### Activity
Reproduce word for word the stretch of the Eps8 hair cell abstract below that opens with the words containing "View details for DOI" and closes with "2011; 9 (4)".

### Quoted passage
—————

View details for DOI 10.1371/journal.pone.0036066
View details for Web of Science ID 000305343400010
View details for PubMedID 22570694
Eps8 Regulates Hair Bundle Length and Functional Maturation of Mammalian Auditory Hair Cells
2011; 9 (4)
Hair cells of the mammalian cochlea are specialized for the dynamic coding of sound stimuli. The transduction of sound waves into electrical signals depends upon mechanosensitive hair bundles that project from the cell's apical surface. Each stereocilium within a hair bundle is composed of uniformly polarized and tightly packed actin filaments. Several stereociliary proteins have been shown to be associated with hair bundle development and function and are known to cause deafness in mice and humans when mutated. The growth of the stereociliar actin core is dynamically regulated at the actin filament barbed ends in the stereociliary tip. We show that Eps8, a protein with actin binding, bundling, and barbed-end capping activities in other systems, is a novel component of the hair bundle. Eps8 is localized predominantly at the tip of the stereocilia and is essential for their normal elongation and function. Moreover, we have found that Eps8 knockout mice are profoundly deaf and that IHCs, but not OHCs, fail to mature into fully functional sensory receptors. We propose that Eps8 directly regulates stereocilia growth in hair cells and also plays a crucial role in the physiological maturation of mammalian cochlear IHCs. Together, our results indicate that Eps8 is critical in coordinating the development and functionality of mammalian auditory hair cells.

—————

### Given data
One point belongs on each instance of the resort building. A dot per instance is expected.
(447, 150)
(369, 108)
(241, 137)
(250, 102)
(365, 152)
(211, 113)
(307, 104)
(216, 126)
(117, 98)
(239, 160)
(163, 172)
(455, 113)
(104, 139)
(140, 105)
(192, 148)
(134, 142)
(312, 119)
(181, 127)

—————

### Your solution
View details for DOI 10.1371/journal.pone.0036066
View details for Web of Science ID 000305343400010
View details for PubMedID 22570694
Eps8 Regulates Hair Bundle Length and Functional Maturation of Mammalian Auditory Hair Cells
2011; 9 (4)